▶ SET PROBLEM: Starting from the line that contains "aerial townscape?", reproduce each line exactly through the end of the material, and include no other lines.

▶ RECORDS TO USE:
##########

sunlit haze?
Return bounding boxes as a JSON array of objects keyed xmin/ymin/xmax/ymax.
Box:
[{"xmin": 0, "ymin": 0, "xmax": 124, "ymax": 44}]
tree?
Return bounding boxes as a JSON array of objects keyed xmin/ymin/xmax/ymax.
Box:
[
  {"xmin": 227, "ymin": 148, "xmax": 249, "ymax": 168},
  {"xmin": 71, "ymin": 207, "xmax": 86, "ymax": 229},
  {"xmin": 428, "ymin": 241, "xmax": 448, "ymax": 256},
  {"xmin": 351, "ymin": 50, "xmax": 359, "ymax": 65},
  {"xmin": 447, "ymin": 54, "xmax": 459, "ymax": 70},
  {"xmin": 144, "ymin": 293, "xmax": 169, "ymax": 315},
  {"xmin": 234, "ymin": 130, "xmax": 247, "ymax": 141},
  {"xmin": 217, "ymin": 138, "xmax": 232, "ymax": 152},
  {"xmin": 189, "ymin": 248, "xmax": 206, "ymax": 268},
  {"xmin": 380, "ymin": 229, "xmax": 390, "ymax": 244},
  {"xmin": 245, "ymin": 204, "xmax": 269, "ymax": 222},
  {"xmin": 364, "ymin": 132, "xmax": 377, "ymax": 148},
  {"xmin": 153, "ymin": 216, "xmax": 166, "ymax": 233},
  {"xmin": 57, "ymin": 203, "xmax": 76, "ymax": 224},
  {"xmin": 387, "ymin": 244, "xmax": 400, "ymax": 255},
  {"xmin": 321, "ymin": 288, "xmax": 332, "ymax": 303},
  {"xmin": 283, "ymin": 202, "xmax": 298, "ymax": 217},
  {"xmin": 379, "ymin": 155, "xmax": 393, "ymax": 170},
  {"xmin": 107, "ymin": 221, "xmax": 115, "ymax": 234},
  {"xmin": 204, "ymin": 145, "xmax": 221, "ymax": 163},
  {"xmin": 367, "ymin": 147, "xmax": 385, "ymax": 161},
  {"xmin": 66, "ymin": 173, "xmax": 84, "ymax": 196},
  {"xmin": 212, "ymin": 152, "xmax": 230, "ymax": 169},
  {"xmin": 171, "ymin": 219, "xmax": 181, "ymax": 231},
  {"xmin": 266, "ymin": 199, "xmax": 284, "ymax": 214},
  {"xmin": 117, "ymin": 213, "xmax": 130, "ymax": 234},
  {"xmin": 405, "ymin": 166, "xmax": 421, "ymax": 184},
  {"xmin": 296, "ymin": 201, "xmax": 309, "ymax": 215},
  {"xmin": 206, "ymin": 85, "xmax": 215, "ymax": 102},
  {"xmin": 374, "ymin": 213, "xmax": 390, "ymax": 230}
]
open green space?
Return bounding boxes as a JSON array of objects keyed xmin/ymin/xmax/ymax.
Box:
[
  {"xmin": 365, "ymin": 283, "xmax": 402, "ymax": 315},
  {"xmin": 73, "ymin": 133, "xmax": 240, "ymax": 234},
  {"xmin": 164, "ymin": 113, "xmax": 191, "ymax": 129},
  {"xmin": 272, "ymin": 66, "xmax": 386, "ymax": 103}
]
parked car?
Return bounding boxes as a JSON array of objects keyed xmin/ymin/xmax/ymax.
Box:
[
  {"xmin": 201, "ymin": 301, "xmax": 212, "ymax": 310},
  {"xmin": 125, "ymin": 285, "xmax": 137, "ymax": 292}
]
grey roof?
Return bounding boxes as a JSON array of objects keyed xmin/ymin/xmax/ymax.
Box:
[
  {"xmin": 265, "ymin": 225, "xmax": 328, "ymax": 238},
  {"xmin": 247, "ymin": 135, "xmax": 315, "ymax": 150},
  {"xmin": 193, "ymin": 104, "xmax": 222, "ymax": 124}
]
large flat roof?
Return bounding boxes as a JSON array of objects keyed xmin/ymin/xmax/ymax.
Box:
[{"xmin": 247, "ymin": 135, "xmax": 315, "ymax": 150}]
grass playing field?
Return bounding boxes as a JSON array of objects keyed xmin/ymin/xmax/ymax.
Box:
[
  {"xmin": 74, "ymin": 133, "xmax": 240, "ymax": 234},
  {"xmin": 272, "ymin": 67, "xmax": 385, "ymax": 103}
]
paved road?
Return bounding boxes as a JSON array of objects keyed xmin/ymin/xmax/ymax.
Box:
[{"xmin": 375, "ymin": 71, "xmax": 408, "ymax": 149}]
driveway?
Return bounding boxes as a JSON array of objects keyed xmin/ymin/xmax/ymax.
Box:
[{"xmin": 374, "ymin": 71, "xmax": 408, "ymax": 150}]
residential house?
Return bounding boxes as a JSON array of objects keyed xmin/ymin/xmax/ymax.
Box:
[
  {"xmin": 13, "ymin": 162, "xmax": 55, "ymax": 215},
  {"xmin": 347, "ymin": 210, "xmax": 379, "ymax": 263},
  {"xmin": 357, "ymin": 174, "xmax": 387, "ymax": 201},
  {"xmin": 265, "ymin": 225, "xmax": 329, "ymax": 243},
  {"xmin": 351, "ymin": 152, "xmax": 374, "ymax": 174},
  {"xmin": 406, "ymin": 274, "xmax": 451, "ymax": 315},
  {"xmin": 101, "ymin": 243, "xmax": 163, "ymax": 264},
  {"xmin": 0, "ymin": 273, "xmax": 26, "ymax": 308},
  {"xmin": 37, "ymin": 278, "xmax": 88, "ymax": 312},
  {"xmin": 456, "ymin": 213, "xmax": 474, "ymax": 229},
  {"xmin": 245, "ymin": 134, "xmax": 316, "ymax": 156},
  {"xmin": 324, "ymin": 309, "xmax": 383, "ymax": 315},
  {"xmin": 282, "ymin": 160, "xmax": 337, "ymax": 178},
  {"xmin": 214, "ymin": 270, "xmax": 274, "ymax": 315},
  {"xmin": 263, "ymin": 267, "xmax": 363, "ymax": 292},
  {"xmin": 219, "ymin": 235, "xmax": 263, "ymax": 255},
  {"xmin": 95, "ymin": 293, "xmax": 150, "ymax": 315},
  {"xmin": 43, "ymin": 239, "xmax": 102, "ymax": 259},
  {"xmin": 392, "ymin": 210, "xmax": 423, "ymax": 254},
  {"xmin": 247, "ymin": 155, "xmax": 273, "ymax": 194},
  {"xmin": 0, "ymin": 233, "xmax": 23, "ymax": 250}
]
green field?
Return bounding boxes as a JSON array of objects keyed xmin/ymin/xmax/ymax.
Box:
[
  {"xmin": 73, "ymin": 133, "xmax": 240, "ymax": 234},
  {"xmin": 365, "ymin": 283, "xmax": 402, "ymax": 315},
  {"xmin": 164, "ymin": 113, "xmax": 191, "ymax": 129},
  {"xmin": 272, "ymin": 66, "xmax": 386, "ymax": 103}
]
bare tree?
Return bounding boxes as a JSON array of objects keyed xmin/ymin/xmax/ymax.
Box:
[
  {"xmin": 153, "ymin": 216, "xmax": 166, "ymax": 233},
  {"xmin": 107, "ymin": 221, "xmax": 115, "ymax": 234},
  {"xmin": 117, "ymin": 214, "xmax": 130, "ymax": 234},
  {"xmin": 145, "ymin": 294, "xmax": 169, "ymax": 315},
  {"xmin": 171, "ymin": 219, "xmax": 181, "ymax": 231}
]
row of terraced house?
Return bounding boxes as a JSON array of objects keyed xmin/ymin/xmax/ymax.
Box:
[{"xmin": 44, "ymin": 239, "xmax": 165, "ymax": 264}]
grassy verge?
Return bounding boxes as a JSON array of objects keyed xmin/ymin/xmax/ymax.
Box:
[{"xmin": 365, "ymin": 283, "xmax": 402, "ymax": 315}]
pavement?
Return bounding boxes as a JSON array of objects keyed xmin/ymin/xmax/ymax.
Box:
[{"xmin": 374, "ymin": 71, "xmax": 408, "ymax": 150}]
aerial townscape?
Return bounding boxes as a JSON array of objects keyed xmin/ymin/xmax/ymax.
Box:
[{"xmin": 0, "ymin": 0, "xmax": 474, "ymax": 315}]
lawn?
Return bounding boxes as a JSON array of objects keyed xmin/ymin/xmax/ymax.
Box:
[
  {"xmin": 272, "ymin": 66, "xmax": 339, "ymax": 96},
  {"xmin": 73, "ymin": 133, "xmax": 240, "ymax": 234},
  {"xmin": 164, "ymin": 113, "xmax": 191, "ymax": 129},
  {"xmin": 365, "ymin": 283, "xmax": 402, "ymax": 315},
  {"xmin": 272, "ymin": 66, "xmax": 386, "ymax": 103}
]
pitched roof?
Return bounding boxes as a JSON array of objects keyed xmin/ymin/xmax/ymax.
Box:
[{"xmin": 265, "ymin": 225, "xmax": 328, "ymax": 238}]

##########

▶ THE RESULT:
aerial townscape?
Return bounding boxes as a JSON array of objects keyed xmin/ymin/xmax/ymax.
Box:
[{"xmin": 0, "ymin": 0, "xmax": 474, "ymax": 315}]
lawn?
Return bounding boxes as a JSON array of objects keyed xmin/ymin/xmax/ymax.
Box:
[
  {"xmin": 272, "ymin": 66, "xmax": 339, "ymax": 96},
  {"xmin": 73, "ymin": 133, "xmax": 240, "ymax": 234},
  {"xmin": 164, "ymin": 113, "xmax": 191, "ymax": 129},
  {"xmin": 365, "ymin": 283, "xmax": 402, "ymax": 315},
  {"xmin": 272, "ymin": 66, "xmax": 386, "ymax": 103}
]
pitched roof?
Return bounding boxes as a JSON array of objects keyed xmin/ymin/xmax/ymax.
Box:
[{"xmin": 265, "ymin": 225, "xmax": 328, "ymax": 238}]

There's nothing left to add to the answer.